▶ [PROBLEM TO SOLVE]
Locate the line that contains "Wildlife-tally tagging: find every instance of the blue". Reproduce it and all following lines up to the end of the material, exactly and with nothing added.

▶ [TASK MATERIAL]
★ ★ ★ ★ ★ ★ ★
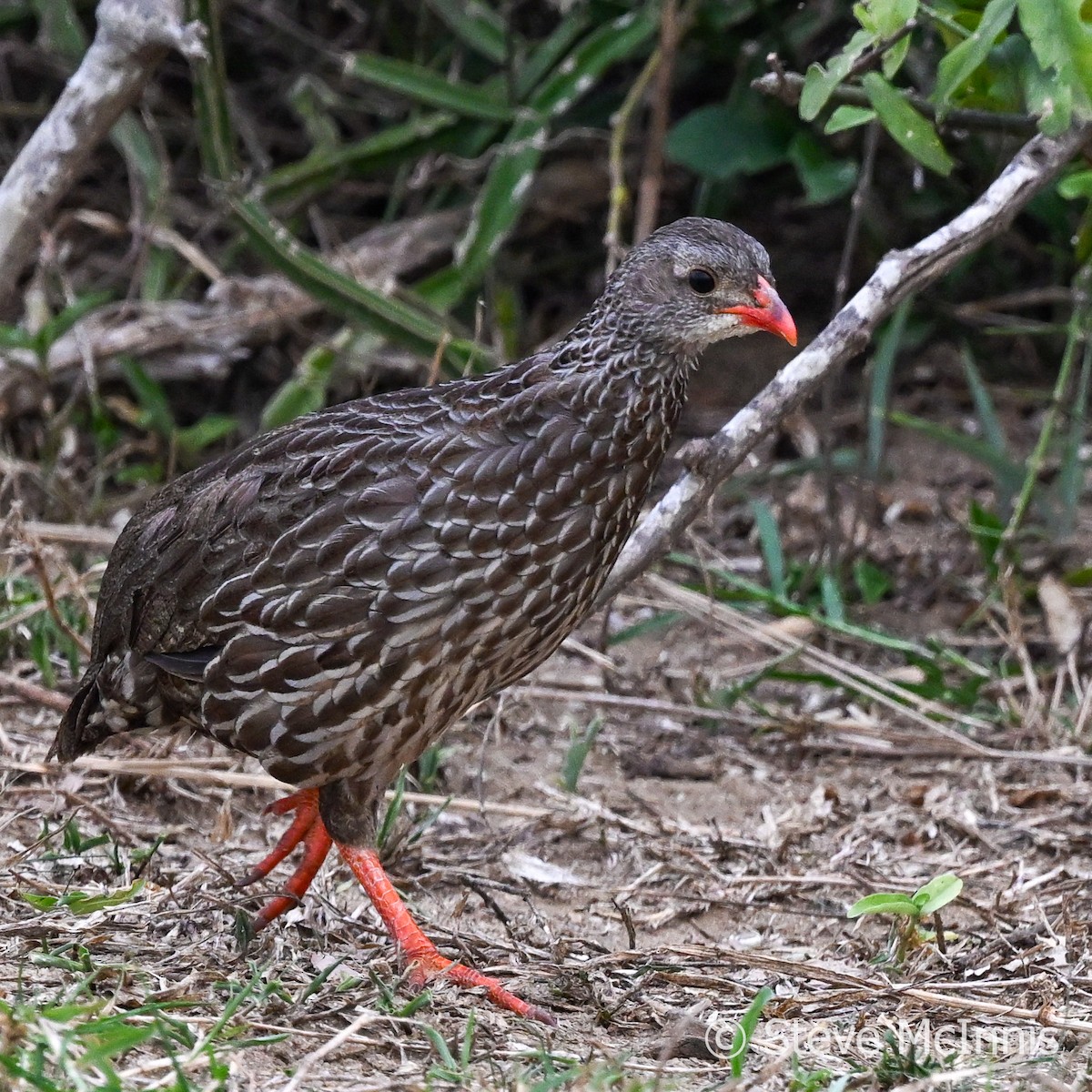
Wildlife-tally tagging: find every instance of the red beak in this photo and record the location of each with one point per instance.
(768, 314)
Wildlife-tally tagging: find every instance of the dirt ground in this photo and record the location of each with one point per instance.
(710, 849)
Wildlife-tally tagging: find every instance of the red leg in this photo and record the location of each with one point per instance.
(306, 805)
(307, 828)
(421, 956)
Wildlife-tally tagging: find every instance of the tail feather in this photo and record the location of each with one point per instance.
(83, 725)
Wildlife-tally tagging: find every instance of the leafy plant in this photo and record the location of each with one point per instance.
(927, 901)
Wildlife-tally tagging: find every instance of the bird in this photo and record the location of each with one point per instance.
(333, 594)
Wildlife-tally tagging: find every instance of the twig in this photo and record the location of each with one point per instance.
(786, 87)
(900, 274)
(132, 38)
(648, 191)
(616, 161)
(179, 339)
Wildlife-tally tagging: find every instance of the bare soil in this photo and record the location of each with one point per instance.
(704, 854)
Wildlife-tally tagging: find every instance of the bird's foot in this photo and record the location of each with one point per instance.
(423, 959)
(307, 828)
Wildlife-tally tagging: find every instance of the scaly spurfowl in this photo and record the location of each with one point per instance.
(333, 594)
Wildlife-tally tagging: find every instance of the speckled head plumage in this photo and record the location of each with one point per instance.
(330, 596)
(691, 284)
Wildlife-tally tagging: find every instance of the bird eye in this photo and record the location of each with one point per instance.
(702, 281)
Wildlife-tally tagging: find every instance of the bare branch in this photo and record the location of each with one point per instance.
(178, 339)
(132, 38)
(900, 274)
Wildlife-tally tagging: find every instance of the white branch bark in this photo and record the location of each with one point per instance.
(131, 39)
(898, 276)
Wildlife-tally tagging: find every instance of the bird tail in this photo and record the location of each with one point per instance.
(83, 725)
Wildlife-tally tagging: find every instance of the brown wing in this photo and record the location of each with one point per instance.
(356, 563)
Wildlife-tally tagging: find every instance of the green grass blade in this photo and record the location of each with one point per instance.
(410, 323)
(390, 147)
(508, 183)
(879, 387)
(993, 432)
(745, 1030)
(769, 540)
(430, 88)
(1007, 473)
(1071, 470)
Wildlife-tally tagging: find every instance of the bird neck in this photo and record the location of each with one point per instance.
(621, 382)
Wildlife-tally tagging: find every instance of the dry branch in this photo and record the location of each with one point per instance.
(899, 276)
(132, 38)
(183, 339)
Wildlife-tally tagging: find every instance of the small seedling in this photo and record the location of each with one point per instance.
(745, 1031)
(81, 902)
(450, 1070)
(926, 901)
(580, 745)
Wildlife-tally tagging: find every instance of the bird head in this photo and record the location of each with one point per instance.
(697, 282)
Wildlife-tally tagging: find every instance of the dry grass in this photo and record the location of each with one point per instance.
(707, 853)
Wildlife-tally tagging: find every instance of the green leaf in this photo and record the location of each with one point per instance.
(834, 604)
(1076, 186)
(819, 82)
(391, 147)
(405, 321)
(885, 17)
(1060, 36)
(880, 379)
(1047, 98)
(956, 66)
(873, 582)
(424, 86)
(937, 894)
(849, 117)
(743, 136)
(745, 1030)
(885, 902)
(993, 431)
(80, 902)
(909, 128)
(987, 529)
(476, 25)
(823, 177)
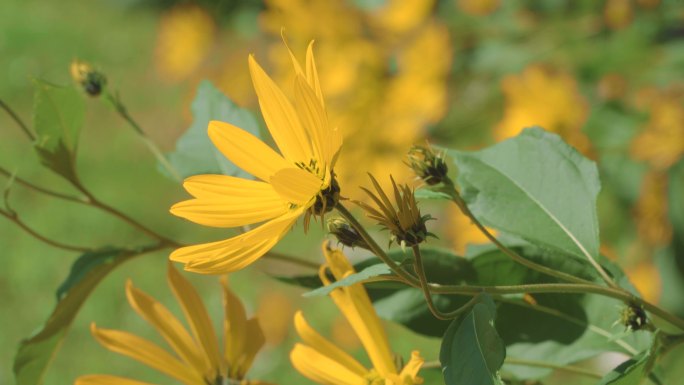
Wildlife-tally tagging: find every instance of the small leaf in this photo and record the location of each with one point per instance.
(630, 372)
(36, 352)
(537, 187)
(369, 272)
(58, 115)
(195, 153)
(472, 352)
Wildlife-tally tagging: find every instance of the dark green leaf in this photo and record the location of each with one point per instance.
(630, 372)
(537, 187)
(36, 352)
(472, 352)
(195, 153)
(57, 120)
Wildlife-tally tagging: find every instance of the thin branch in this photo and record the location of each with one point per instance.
(17, 120)
(25, 183)
(14, 218)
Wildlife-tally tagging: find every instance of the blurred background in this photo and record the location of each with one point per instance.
(606, 75)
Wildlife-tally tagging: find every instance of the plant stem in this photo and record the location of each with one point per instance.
(93, 201)
(25, 183)
(14, 218)
(18, 120)
(290, 259)
(123, 112)
(548, 365)
(425, 288)
(375, 248)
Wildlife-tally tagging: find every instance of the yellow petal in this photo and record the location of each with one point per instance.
(280, 117)
(231, 211)
(246, 150)
(146, 352)
(296, 185)
(314, 119)
(235, 253)
(325, 347)
(220, 186)
(196, 315)
(321, 369)
(355, 305)
(312, 73)
(102, 379)
(410, 371)
(170, 328)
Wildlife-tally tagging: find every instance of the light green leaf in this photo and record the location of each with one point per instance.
(630, 372)
(537, 187)
(195, 153)
(37, 352)
(58, 115)
(368, 272)
(472, 352)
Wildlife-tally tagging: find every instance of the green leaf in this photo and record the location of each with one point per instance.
(195, 153)
(37, 352)
(369, 272)
(472, 352)
(58, 115)
(630, 372)
(537, 187)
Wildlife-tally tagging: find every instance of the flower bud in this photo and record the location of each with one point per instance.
(346, 234)
(92, 81)
(427, 165)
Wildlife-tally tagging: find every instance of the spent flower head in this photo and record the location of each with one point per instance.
(405, 223)
(428, 166)
(346, 234)
(91, 80)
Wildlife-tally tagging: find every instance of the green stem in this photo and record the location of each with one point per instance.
(17, 120)
(548, 365)
(425, 288)
(123, 112)
(25, 183)
(14, 218)
(375, 248)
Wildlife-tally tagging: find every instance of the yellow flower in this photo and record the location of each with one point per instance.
(661, 143)
(324, 363)
(297, 180)
(197, 359)
(544, 98)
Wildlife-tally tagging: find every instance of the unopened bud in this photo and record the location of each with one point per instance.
(346, 234)
(427, 165)
(92, 81)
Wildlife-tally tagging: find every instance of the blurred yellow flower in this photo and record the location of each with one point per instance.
(541, 97)
(661, 143)
(384, 71)
(300, 181)
(462, 232)
(478, 7)
(184, 39)
(653, 225)
(618, 14)
(321, 361)
(197, 359)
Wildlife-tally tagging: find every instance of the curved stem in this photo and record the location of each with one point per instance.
(93, 201)
(290, 259)
(425, 288)
(14, 218)
(375, 248)
(18, 120)
(123, 112)
(45, 191)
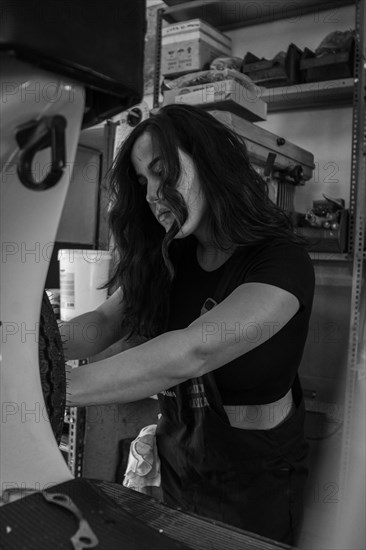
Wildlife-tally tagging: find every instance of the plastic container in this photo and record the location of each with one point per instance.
(81, 273)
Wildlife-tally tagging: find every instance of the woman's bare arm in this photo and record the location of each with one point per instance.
(214, 339)
(92, 332)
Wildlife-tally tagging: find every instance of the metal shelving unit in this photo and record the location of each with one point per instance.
(232, 15)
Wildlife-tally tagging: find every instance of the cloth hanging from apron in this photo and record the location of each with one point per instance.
(251, 479)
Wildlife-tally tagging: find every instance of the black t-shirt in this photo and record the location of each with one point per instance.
(266, 373)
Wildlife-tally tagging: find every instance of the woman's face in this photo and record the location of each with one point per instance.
(147, 165)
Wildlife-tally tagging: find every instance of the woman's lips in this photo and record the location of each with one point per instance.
(164, 216)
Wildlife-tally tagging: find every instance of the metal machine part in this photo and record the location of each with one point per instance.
(84, 536)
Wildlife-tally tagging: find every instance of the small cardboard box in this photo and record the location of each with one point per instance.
(191, 46)
(226, 95)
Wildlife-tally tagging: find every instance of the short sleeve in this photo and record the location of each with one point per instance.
(285, 265)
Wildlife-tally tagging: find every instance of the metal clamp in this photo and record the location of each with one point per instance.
(84, 536)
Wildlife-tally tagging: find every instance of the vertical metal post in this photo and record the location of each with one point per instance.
(158, 41)
(355, 371)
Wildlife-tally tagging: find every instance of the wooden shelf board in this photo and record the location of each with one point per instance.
(311, 94)
(232, 14)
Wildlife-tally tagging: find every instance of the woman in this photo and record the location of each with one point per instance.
(212, 275)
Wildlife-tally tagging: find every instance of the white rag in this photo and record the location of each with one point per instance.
(143, 467)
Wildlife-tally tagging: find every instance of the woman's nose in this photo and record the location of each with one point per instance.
(152, 191)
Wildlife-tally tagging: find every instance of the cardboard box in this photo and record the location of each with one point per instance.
(191, 46)
(226, 95)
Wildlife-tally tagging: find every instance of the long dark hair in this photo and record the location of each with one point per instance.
(239, 213)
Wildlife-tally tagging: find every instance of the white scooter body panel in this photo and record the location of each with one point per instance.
(29, 454)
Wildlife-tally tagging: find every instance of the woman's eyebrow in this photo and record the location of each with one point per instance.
(153, 162)
(150, 165)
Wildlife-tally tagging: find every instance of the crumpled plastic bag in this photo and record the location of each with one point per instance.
(143, 466)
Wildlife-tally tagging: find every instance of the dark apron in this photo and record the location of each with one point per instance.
(251, 479)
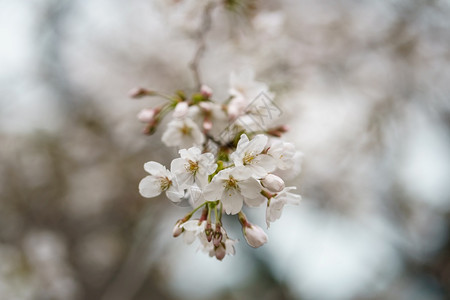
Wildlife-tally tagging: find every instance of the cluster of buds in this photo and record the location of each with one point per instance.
(229, 159)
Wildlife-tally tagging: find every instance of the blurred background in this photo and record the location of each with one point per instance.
(364, 86)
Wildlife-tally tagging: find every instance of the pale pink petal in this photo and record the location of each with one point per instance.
(232, 201)
(150, 187)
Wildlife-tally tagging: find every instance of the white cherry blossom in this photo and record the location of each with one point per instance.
(181, 110)
(249, 155)
(193, 167)
(160, 180)
(183, 133)
(233, 186)
(273, 183)
(222, 248)
(276, 204)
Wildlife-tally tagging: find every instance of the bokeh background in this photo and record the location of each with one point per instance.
(364, 86)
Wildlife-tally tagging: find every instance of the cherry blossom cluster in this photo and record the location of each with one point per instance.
(231, 158)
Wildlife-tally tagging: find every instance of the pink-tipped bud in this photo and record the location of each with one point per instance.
(177, 229)
(206, 91)
(181, 110)
(254, 235)
(207, 124)
(139, 92)
(278, 131)
(220, 252)
(146, 115)
(208, 232)
(273, 183)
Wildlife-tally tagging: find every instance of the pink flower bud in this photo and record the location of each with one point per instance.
(273, 183)
(140, 92)
(146, 115)
(255, 236)
(220, 252)
(181, 110)
(177, 229)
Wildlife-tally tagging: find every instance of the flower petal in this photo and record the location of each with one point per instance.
(150, 187)
(155, 168)
(213, 191)
(250, 188)
(232, 201)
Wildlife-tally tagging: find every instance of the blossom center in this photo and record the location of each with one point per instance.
(248, 158)
(231, 183)
(192, 167)
(164, 183)
(186, 130)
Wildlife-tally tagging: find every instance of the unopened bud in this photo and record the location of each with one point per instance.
(208, 232)
(217, 236)
(139, 92)
(273, 183)
(207, 124)
(254, 235)
(278, 131)
(177, 229)
(220, 252)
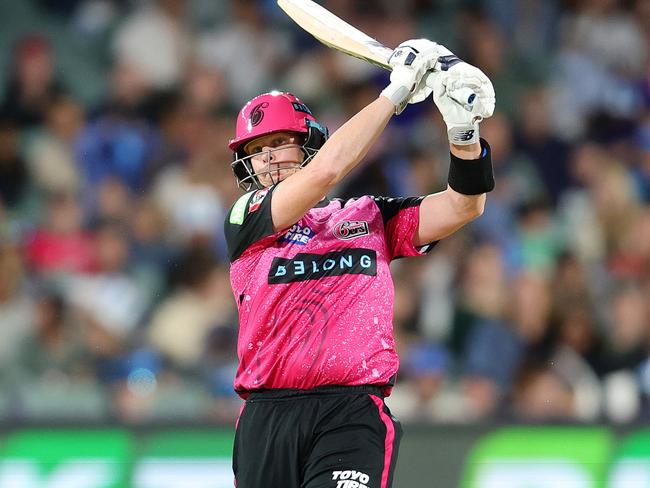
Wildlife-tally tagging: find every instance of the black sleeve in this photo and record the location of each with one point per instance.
(248, 221)
(390, 207)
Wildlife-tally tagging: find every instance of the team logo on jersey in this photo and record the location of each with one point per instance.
(257, 114)
(298, 234)
(350, 479)
(306, 266)
(257, 199)
(351, 229)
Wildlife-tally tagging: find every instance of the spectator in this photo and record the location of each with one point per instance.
(32, 84)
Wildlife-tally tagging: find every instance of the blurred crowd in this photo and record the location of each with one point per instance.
(115, 177)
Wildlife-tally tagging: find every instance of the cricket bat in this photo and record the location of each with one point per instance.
(338, 34)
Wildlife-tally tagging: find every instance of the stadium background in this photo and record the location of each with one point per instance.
(115, 307)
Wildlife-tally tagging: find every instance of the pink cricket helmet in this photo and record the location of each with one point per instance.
(266, 114)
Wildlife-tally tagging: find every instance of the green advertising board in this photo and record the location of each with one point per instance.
(631, 464)
(540, 457)
(444, 457)
(66, 459)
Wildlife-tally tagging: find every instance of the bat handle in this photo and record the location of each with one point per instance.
(463, 96)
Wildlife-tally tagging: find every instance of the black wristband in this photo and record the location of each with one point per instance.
(472, 176)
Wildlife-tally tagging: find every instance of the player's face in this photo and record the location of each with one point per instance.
(275, 156)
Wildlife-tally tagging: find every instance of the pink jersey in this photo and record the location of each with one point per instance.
(316, 301)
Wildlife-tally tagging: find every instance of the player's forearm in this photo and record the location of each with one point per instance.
(470, 151)
(351, 142)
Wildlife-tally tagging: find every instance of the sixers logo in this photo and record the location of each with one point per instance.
(257, 114)
(351, 229)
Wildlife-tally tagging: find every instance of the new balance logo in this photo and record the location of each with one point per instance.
(350, 479)
(465, 136)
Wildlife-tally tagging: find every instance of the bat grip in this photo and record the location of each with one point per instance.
(465, 96)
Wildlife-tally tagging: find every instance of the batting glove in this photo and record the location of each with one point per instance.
(411, 61)
(463, 94)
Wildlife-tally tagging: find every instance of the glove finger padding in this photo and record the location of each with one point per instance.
(462, 118)
(411, 61)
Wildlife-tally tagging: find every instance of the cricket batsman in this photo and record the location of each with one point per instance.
(311, 275)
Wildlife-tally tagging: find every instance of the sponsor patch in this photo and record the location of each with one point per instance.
(306, 266)
(351, 229)
(238, 212)
(350, 478)
(257, 199)
(298, 234)
(257, 114)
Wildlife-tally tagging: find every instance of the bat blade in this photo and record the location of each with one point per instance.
(338, 34)
(335, 32)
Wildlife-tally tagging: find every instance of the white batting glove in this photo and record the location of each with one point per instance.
(463, 94)
(411, 61)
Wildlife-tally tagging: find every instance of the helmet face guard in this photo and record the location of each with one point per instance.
(267, 114)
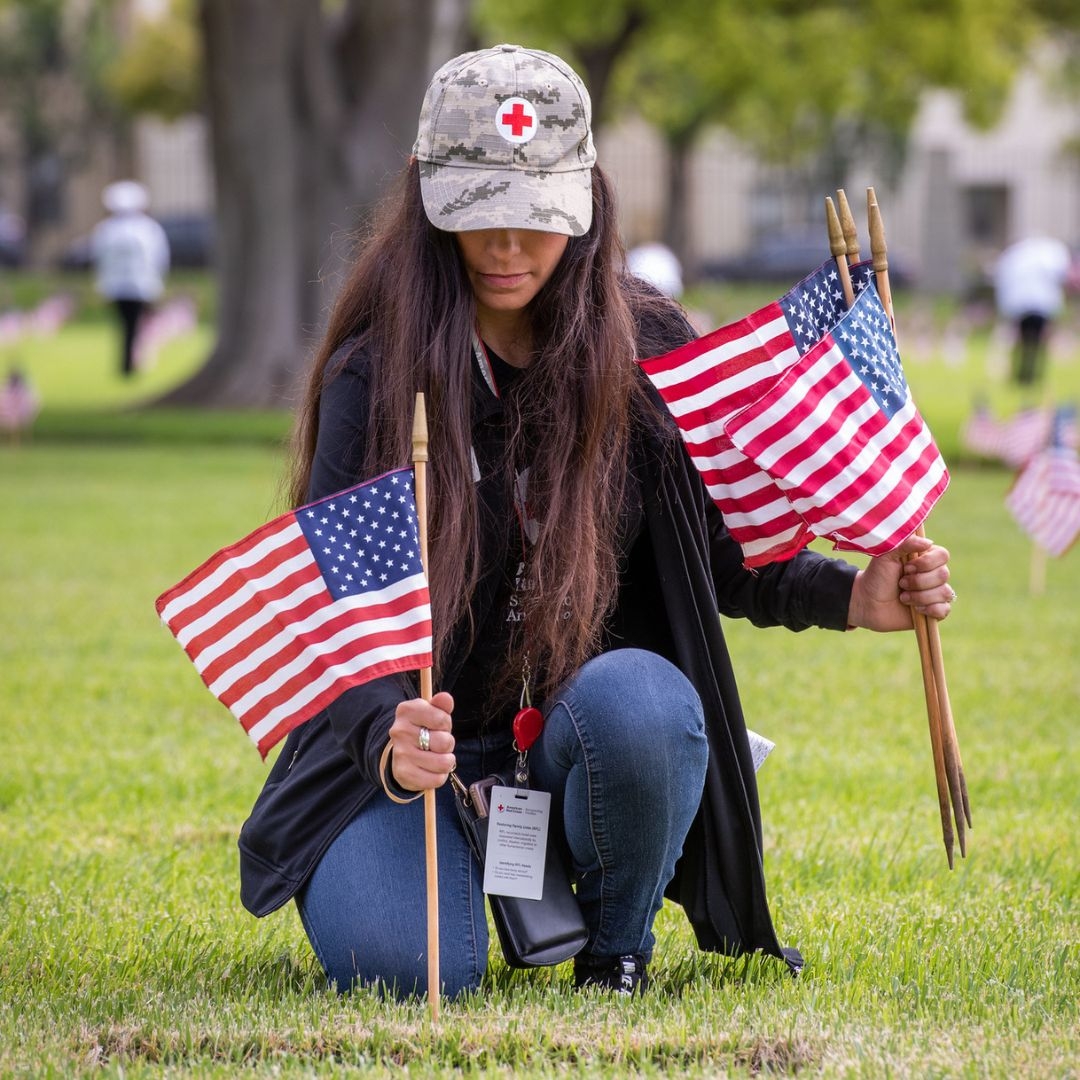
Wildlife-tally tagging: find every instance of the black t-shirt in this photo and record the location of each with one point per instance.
(477, 701)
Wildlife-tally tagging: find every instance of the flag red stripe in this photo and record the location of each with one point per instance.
(285, 619)
(267, 741)
(321, 662)
(232, 577)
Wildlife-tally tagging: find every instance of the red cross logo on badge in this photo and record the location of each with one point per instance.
(516, 120)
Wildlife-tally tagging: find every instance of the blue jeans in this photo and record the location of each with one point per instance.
(623, 753)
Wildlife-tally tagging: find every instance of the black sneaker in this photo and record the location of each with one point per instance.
(620, 974)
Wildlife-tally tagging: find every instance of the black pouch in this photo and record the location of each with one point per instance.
(532, 933)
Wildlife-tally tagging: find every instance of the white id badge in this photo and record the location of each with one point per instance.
(516, 841)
★ ★ ★ ★ ★ ★ ★
▶ [EXERCISE SOLUTION]
Wildlife-tally tagging: find every instance of the blue jeans in this photo and record the location of each with one point per instance.
(623, 753)
Wildlife-tally tagging: find every instance of the black sneaker in this photo and record the location of each with one point per instance.
(620, 974)
Wildlife-tally tagging: find every instance of the black pouch in this photo and record the location of each with one point per instance.
(532, 933)
Wildlife-tally tagging: find every instance of the white id badge in this photo and record the location of each with one point per instance.
(516, 841)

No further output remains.